Второй акт переносит нас в знакомый кабинет Фауста, где теперь обитает преуспевший Вагнер. Мефистофель доставляет сюда
бесчувственного Фауста в момент, когда Вагнер
по
таинственным рецептам мастерит Гомункула, который вскоре укажет Фаусту путь к Фарсальским
полям. Туда полетят они - Фауст, Мефистофель, Гомункул - разыскивать
легендарную Елену.
Образ Гомункула - один из наиболее трудно поддающихся толкованию. Он - не на мгновенье мелькнувшая
маска из "Сна в Вальпургиеву ночь" и не аллегорический персонаж из
"Классической Вальпургиевой ночи". У Гомункула -своя жизнь, почти
трагическая, во всяком случае кончающаяся гибелью. В жизни и поисках Гомункула,
прямо противоположных жизни и поискам Фауста, и следует искать разгадку этого
образа. Если Фауст томится по безусловному, по бытию, не связанному законами
пространства и времени, то Гомункул, искусственно созданный в лаборатории
алхимика, скороспелый всезнайка, для которого нет ни оков, ни преград, -
томится по обусловленности, по жизни, по плоти, по реальному существованию в
реальном мире.
Гомункул знает то, что еще не ясно Фаусту в данной фазе его развития. Он понимает, что чисто умственное, чисто духовное начало, как
раз в силу своей
"абсолютности"
- то есть необусловленности, несвязанности законами жизни и
конкретно-исторической обстановкой - способно лишь на ущербное, неполноценное
бытие. Гибель Гомункула, разбившегося о трон Галатеи (здесь понимаемой как
некая всепорождающая космическая сила), звучит предупреждением Фаусту в час,
когда тот мнит себя у цели своих стремлений: приблизиться к абсолютному, к
вечной красоте, воплощенной в образе Елены.
В "Классической Вальпургиевой ночи" перед нами развертывается картина грандиозной работы всевозможных сил - водных и
подпочвенных, флоры и фауны,
отважных порывов человеческого разума - над созданием совершеннейшей из женщин,
Елены. На сцене толпятся низшие стихийные силы греческой мифологии, чудовищные
порождения природы, ее первые мощные, но грубые создания - колоссальные
муравьи, грифы, сфинксы, сирены; все это истребляет друг друга, живет в
непрестанной вражде. Над темным кишением стихийных сил возвышаются уже менее
грубые порождения; полубоги, нимфы, кентавры. Но и они еще бесконечно далеки от
искомого совершенства. И вот предутренние сумерки мира прорезает человеческая
мысль - философия Фалеев и Анаксагора: занимается день благородной эллинской
культуры. Все возвещает появление прекраснейшей.

Сохранённые записи:
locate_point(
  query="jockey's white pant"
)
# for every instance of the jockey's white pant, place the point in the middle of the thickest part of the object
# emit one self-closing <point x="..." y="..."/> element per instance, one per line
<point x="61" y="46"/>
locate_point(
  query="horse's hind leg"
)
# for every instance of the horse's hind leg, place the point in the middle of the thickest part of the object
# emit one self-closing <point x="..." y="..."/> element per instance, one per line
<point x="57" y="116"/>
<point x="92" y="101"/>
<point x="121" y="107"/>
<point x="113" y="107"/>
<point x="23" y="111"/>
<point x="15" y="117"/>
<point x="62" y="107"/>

Обязательное задание A
Перепишите из отрывка о Фаусте всё, начиная со слов «Гомункул знает то, что» и вплоть до слов «в образе Елены.», переименовав «Галатеи» в «Афродиты».
Обязательное задание B
Напишите, пожалуйста, продолжение отрывка о Фаусте, которое следует за его последней фразой.

Ответ A
Гомункул знает то, что еще не ясно Фаусту в данной фазе его развития. Он понимает, что чисто умственное, чисто духовное начало, как
раз в силу своей
"абсолютности"
- то есть необусловленности, несвязанности законами жизни и
конкретно-исторической обстановкой - способно лишь на ущербное, неполноценное
бытие. Гибель Гомункула, разбившегося о трон Афродиты (здесь понимаемой как
некая всепорождающая космическая сила), звучит предупреждением Фаусту в час,
когда тот мнит себя у цели своих стремлений: приблизиться к абсолютному, к
вечной красоте, воплощенной в образе Елены.

Ответ B
Хирон уносит Фауста к вратам Орка, где тот выпрашивает у Персефоны Елену. Мефистофель в этих поисках ему не помогает. Чтобы
смешаться с толпою участников ночного
бдения, он
облекается в наряд зловещей Форкиады. В этом наряде он будет участвовать в
третьем акте драмы, при дворе ожившей спартанской царицы.
Елена перед дворцом Менелая. Ей кажется, будто она только сейчас вернулась в Спарту из павшей Трои. Она в тревоге.
А между тем действие продолжает развиваться в условно реалистическом плане. Форкиада говорит Елене о грозящей ей казни от руки
Менелая и предлагает скрыться в замок
Фауста, воздвигнутый на греческой земле крестоносцами. Получив на то согласие
царицы, она переносит ее и хор троянских пленниц в этот заколдованный замок, не
подвластный законам времени. Там совершается бракосочетание Фауста с Еленой.
Истинный смысл всей темы Елены раскрывается в финале действия, в эпизоде с Эвфорионом.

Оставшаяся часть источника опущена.